** PROMPT **
From the post about drug firms halting trials early, reproduce verbatim the passage that starts with the words "Yet another story" and finishes with "a licence application.".

** GIVEN PASSAGE **
+===+
Wednesday, April 09, 2008

Pharma Firms End Trials Early For Larger Profits

Yet another story that exposes that big pharmaceuticals care more about their profits than your health:

The real benefit of some cancer drugs may be exaggerated because of a growing tendency for firms and investigators to call a premature halt to trials the moment a benefit appears, experts warn today.

Italian researchers writing in the cancer journal Annals of Oncology reveal a dramatic increase in the number of studies terminated early. They claim that in some cases drug companies are rushing with early, incomplete results to the licensing authorities. One reason, the researchers suggest, is a desire to get their drugs on the market ahead of their competitors.

Among 14 of these early results published between 2005 and 2007, 11 were used to support a licence application.

"This suggests a commercial component in stopping trials prematurely. In fact, this strategy could guarantee quicker access to the market for companies," said one of the authors, Dr Giovanni Apolone from the Mario Negri Institute for Pharmacological Research in Milan.

Without the complete information gathered from a full-length trial, he says, it is not certain that a drug is both as effective as the investigators say, and safe in the long term. It can take years for the adverse effects of a drug to come out. The 25 prematurely halted trials in the study lasted, on average, for 30 months.


Given that a whole host of cancer charities have extensive links with pharmaceutical companies, perhaps one ought to be careful about which ones deserve our donations.
+===+
** EXTRACTED RECORDS **
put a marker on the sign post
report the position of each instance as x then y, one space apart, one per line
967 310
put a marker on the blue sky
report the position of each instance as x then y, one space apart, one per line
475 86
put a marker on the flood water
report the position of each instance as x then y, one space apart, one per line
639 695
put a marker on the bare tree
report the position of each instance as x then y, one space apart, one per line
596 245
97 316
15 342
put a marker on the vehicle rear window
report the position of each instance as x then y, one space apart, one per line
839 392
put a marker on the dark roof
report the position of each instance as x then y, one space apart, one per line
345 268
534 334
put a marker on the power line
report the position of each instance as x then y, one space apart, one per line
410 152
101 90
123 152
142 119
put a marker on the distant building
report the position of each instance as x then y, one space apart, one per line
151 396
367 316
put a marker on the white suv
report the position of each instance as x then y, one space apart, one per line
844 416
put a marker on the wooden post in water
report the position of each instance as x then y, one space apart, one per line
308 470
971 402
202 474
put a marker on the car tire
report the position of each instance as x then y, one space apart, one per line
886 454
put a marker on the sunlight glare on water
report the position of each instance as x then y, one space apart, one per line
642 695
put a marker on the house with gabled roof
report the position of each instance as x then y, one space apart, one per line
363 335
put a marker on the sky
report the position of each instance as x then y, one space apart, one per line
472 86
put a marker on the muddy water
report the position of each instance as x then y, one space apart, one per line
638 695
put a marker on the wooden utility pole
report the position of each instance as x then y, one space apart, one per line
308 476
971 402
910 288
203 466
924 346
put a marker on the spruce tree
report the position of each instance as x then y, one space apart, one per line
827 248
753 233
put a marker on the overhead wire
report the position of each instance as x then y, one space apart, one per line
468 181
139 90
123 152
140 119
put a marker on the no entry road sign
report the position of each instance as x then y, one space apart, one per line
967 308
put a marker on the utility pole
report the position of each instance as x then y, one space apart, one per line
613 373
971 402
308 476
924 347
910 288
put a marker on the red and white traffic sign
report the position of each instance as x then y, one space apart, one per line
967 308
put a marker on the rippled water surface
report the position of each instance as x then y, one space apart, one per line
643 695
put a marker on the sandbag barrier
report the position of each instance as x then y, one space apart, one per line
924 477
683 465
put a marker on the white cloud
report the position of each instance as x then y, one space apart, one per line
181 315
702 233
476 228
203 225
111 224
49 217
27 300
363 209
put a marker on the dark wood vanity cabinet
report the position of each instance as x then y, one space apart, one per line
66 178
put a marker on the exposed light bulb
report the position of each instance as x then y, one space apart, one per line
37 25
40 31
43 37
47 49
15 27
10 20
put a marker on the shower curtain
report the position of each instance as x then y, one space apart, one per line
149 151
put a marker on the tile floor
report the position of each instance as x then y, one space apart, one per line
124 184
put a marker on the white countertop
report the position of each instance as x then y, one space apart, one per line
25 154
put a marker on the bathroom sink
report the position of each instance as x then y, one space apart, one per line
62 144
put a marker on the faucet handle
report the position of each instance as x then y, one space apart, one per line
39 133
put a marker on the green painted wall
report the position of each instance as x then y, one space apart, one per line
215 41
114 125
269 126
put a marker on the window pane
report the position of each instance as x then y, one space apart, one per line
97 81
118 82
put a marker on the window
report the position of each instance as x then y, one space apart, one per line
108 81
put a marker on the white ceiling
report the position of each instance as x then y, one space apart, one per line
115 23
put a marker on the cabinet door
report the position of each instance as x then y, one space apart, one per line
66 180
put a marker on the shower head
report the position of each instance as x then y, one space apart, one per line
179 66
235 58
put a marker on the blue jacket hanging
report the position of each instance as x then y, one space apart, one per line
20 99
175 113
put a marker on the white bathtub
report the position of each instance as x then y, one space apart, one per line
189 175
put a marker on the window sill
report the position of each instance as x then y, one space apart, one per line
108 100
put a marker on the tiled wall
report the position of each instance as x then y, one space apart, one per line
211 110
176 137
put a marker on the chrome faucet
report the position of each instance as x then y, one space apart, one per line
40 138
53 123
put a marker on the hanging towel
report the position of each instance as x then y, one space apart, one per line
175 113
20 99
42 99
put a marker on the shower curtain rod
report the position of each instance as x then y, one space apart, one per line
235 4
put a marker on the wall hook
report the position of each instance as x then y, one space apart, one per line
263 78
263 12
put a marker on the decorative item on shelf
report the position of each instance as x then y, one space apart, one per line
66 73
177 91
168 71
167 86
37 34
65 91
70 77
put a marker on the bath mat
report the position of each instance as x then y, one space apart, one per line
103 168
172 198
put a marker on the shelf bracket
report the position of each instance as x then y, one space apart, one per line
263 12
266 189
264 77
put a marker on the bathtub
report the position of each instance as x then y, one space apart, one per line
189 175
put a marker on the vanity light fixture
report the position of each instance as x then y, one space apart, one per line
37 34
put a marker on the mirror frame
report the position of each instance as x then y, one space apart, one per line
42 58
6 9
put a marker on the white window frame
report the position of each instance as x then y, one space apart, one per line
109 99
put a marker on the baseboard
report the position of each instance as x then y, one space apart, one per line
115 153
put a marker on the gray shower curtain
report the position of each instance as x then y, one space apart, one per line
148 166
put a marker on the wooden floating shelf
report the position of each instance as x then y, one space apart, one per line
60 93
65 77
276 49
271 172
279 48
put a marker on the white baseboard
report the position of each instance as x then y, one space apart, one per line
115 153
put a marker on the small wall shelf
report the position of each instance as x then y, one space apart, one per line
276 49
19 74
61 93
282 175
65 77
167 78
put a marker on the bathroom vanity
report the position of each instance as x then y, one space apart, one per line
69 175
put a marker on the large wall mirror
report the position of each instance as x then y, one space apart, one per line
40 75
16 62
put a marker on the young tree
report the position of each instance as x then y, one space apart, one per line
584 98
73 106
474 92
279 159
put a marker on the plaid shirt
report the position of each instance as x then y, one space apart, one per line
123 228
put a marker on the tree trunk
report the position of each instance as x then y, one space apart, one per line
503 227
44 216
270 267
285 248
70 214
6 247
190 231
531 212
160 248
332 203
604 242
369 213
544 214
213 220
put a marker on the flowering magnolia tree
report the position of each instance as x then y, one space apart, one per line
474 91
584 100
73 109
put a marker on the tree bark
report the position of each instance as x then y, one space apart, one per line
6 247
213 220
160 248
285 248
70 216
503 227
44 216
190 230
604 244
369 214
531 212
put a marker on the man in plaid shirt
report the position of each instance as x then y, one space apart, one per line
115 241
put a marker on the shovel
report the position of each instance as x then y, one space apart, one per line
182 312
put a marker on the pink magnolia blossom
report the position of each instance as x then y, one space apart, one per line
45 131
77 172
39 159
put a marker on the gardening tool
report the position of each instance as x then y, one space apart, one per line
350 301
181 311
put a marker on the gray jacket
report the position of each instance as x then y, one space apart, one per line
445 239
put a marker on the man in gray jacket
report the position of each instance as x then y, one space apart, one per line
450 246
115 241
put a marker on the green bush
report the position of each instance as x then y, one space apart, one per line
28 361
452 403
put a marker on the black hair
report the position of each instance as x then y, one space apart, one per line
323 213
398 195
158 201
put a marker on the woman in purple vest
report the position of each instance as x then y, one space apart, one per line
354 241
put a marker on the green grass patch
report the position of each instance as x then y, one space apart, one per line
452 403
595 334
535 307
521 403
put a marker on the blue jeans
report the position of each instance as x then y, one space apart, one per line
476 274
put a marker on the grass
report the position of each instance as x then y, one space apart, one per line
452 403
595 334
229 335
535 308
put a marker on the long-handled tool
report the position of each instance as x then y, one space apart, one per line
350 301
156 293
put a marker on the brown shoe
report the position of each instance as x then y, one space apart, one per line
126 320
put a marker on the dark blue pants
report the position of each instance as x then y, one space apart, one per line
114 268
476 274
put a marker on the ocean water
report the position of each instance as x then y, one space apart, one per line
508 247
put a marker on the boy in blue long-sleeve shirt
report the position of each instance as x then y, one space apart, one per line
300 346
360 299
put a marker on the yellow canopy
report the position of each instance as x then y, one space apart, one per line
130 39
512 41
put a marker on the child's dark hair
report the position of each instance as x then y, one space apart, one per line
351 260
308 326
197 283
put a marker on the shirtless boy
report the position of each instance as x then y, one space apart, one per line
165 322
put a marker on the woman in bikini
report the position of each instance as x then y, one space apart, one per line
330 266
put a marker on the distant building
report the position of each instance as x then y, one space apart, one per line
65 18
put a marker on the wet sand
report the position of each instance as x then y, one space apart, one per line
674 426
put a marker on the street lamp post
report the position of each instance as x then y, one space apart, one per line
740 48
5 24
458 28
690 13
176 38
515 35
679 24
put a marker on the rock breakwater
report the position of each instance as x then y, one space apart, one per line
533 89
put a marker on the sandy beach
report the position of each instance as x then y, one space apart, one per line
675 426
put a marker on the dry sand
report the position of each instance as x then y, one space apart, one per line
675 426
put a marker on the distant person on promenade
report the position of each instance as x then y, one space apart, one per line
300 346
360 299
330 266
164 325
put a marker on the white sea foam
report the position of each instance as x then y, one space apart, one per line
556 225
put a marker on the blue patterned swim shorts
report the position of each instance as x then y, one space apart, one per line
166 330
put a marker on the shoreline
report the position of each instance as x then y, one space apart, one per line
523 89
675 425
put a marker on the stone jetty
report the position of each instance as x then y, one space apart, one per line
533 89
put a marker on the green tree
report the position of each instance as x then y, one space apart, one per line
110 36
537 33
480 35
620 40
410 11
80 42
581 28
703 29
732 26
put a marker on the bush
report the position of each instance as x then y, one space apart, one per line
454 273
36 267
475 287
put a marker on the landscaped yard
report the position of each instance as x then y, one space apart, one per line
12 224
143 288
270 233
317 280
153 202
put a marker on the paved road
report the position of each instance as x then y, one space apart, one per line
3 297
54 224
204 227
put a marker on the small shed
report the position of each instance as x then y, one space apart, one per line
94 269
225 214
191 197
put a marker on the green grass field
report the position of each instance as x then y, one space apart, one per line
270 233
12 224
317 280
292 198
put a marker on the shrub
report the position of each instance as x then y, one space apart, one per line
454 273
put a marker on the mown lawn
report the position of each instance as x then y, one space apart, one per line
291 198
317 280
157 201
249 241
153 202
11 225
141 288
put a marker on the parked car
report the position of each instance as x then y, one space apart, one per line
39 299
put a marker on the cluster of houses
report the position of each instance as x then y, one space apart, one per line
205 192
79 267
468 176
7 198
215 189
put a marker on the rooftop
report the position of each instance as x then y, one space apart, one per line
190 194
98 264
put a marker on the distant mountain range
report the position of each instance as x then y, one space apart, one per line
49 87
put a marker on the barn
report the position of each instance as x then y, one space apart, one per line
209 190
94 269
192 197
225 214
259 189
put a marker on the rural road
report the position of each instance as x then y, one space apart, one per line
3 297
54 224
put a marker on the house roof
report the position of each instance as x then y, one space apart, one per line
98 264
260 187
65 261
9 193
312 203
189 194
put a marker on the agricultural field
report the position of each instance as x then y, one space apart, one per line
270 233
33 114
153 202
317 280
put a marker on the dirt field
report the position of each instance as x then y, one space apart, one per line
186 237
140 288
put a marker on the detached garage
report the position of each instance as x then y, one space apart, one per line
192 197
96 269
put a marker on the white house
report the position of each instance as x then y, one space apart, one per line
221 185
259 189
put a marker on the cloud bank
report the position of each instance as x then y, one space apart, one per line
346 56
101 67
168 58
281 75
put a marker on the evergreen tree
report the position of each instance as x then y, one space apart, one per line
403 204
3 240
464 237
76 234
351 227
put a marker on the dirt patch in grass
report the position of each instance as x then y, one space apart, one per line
+===+
** WRITTEN ANSWER **
Yet another story that exposes that big pharmaceuticals care more about their profits than your health:

The real benefit of some cancer drugs may be exaggerated because of a growing tendency for firms and investigators to call a premature halt to trials the moment a benefit appears, experts warn today.

Italian researchers writing in the cancer journal Annals of Oncology reveal a dramatic increase in the number of studies terminated early. They claim that in some cases drug companies are rushing with early, incomplete results to the licensing authorities. One reason, the researchers suggest, is a desire to get their drugs on the market ahead of their competitors.

Among 14 of these early results published between 2005 and 2007, 11 were used to support a licence application.